Present the lines as a numbered list, from the start of the records through the line containing "38], [12, 44]]", with both ends included and blank lines skipped. Leave the pictures out of the answer.

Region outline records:
____________

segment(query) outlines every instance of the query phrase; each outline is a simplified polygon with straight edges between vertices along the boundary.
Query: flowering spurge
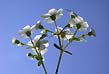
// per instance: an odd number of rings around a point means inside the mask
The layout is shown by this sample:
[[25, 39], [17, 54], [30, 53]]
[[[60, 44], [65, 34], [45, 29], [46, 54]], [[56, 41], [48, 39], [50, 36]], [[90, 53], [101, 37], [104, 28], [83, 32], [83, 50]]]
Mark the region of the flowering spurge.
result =
[[48, 13], [43, 14], [41, 17], [45, 19], [48, 23], [53, 23], [56, 19], [59, 19], [63, 15], [63, 9], [56, 10], [54, 8], [50, 9]]
[[60, 36], [62, 38], [64, 38], [65, 40], [66, 39], [68, 40], [68, 39], [70, 39], [73, 36], [73, 33], [70, 31], [70, 29], [63, 30], [63, 28], [62, 27], [59, 27], [59, 26], [57, 28], [58, 28], [58, 31], [59, 31]]
[[15, 44], [17, 46], [23, 46], [24, 45], [22, 42], [20, 42], [18, 39], [16, 39], [16, 37], [12, 38], [12, 44]]
[[36, 53], [36, 51], [38, 51], [43, 56], [47, 52], [47, 47], [49, 44], [48, 44], [47, 40], [40, 39], [41, 37], [42, 37], [42, 35], [36, 35], [34, 40], [32, 40], [35, 48], [34, 48], [33, 44], [31, 43], [31, 41], [29, 41], [27, 45], [30, 48], [32, 48], [35, 53]]
[[25, 26], [22, 30], [18, 32], [22, 38], [28, 38], [31, 36], [31, 27], [29, 25]]
[[32, 31], [38, 30], [38, 29], [44, 29], [44, 27], [41, 25], [40, 21], [37, 21], [37, 23], [31, 27]]
[[88, 23], [84, 21], [84, 19], [80, 16], [77, 16], [73, 19], [73, 25], [75, 29], [79, 29], [80, 31], [86, 31], [89, 27]]
[[95, 30], [93, 28], [90, 29], [90, 32], [88, 33], [89, 36], [94, 36], [96, 37]]
[[78, 29], [80, 31], [86, 31], [89, 27], [87, 21], [85, 21], [82, 17], [75, 14], [75, 12], [71, 10], [67, 10], [70, 15], [70, 20], [68, 22], [67, 27], [73, 27], [74, 29]]

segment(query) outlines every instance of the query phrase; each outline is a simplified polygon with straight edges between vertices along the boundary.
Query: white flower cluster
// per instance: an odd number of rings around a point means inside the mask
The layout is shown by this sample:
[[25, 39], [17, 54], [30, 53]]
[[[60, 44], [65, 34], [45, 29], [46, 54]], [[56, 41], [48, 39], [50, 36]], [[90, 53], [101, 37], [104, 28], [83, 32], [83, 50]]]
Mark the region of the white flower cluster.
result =
[[[19, 35], [22, 38], [28, 38], [30, 41], [27, 43], [23, 43], [13, 37], [12, 43], [17, 46], [28, 46], [28, 48], [32, 49], [34, 54], [28, 53], [28, 56], [32, 59], [36, 59], [38, 61], [38, 66], [42, 64], [44, 70], [44, 63], [43, 63], [43, 56], [47, 52], [47, 47], [49, 46], [48, 40], [45, 40], [44, 38], [49, 36], [55, 36], [58, 39], [59, 44], [54, 43], [54, 47], [59, 49], [60, 57], [62, 57], [63, 52], [72, 55], [71, 52], [67, 51], [66, 48], [69, 46], [69, 44], [72, 41], [82, 41], [85, 40], [87, 36], [93, 36], [96, 37], [95, 30], [93, 28], [90, 29], [90, 31], [86, 34], [82, 35], [76, 35], [79, 31], [87, 31], [89, 28], [89, 25], [87, 21], [85, 21], [81, 16], [77, 15], [75, 12], [66, 9], [70, 15], [70, 19], [68, 23], [62, 28], [57, 24], [57, 20], [63, 16], [63, 9], [60, 8], [59, 10], [52, 8], [47, 13], [41, 15], [41, 17], [47, 22], [47, 23], [53, 23], [55, 26], [55, 31], [46, 29], [40, 21], [37, 21], [37, 23], [33, 26], [27, 25], [23, 29], [19, 30]], [[73, 30], [72, 30], [73, 29]], [[35, 30], [41, 30], [40, 35], [36, 35], [33, 38], [33, 33]], [[73, 31], [73, 32], [72, 32]], [[48, 33], [49, 32], [49, 33]], [[65, 43], [66, 42], [66, 43]], [[61, 58], [59, 59], [61, 60]], [[59, 63], [60, 61], [58, 61]], [[58, 64], [59, 65], [59, 64]], [[57, 66], [59, 67], [59, 66]], [[57, 68], [58, 69], [58, 68]], [[45, 71], [45, 74], [47, 72]], [[56, 73], [57, 74], [57, 73]]]

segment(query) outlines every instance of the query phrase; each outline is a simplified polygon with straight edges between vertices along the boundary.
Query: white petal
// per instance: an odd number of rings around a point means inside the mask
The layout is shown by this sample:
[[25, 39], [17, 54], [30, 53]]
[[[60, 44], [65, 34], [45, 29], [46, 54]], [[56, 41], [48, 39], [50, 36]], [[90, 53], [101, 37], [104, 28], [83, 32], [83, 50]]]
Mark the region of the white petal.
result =
[[48, 13], [51, 14], [51, 15], [56, 14], [56, 12], [57, 12], [57, 10], [54, 9], [54, 8], [52, 8], [52, 9], [50, 9], [50, 10], [48, 11]]
[[36, 35], [34, 41], [37, 42], [40, 39], [41, 35]]
[[63, 15], [63, 9], [59, 9], [56, 14], [56, 19], [59, 19]]
[[83, 18], [80, 17], [80, 16], [77, 16], [77, 17], [74, 18], [74, 22], [75, 22], [75, 24], [76, 24], [76, 23], [83, 22], [83, 21], [84, 21]]

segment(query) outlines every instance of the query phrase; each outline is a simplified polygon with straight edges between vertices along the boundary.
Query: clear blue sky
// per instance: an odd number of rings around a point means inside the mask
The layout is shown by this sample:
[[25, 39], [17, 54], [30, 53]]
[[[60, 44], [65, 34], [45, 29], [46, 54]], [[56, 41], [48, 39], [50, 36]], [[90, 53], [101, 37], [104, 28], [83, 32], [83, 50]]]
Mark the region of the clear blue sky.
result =
[[[11, 39], [14, 35], [21, 39], [18, 30], [36, 23], [50, 8], [74, 10], [97, 33], [96, 38], [88, 37], [87, 43], [72, 43], [68, 47], [73, 56], [64, 54], [59, 74], [109, 74], [108, 7], [108, 0], [0, 0], [0, 74], [43, 74], [43, 69], [37, 69], [36, 62], [26, 57], [29, 51], [13, 46]], [[62, 26], [66, 17], [58, 20]], [[44, 26], [51, 25], [45, 23]], [[52, 46], [52, 39], [50, 42], [45, 64], [48, 73], [54, 74], [59, 51]]]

____________

[Written response]:
1. segment(query) outlines every instance of the query phrase; each outline is a simplified polygon with straight edges between vertices along the boundary.
2. Query: flowering spurge
3. // per instance: an odd number of rings around a point means inside the mask
4. The layout is shown by this sample:
5. [[25, 39], [17, 54], [30, 53]]
6. [[[60, 44], [65, 34], [45, 29], [46, 54]], [[56, 41], [48, 39], [50, 36]], [[90, 53], [101, 37], [104, 28], [83, 32], [83, 50]]]
7. Mark the region of the flowering spurge.
8. result =
9. [[48, 13], [43, 14], [41, 17], [45, 19], [48, 23], [53, 23], [56, 19], [59, 19], [63, 15], [63, 9], [56, 10], [54, 8], [50, 9]]
10. [[60, 36], [62, 38], [64, 38], [65, 40], [66, 39], [68, 40], [68, 39], [70, 39], [73, 36], [73, 33], [70, 31], [70, 29], [63, 30], [63, 28], [62, 27], [59, 27], [59, 26], [57, 28], [58, 28], [58, 31], [59, 31]]
11. [[15, 44], [17, 46], [23, 46], [24, 45], [22, 42], [20, 42], [18, 39], [16, 39], [16, 37], [12, 38], [12, 44]]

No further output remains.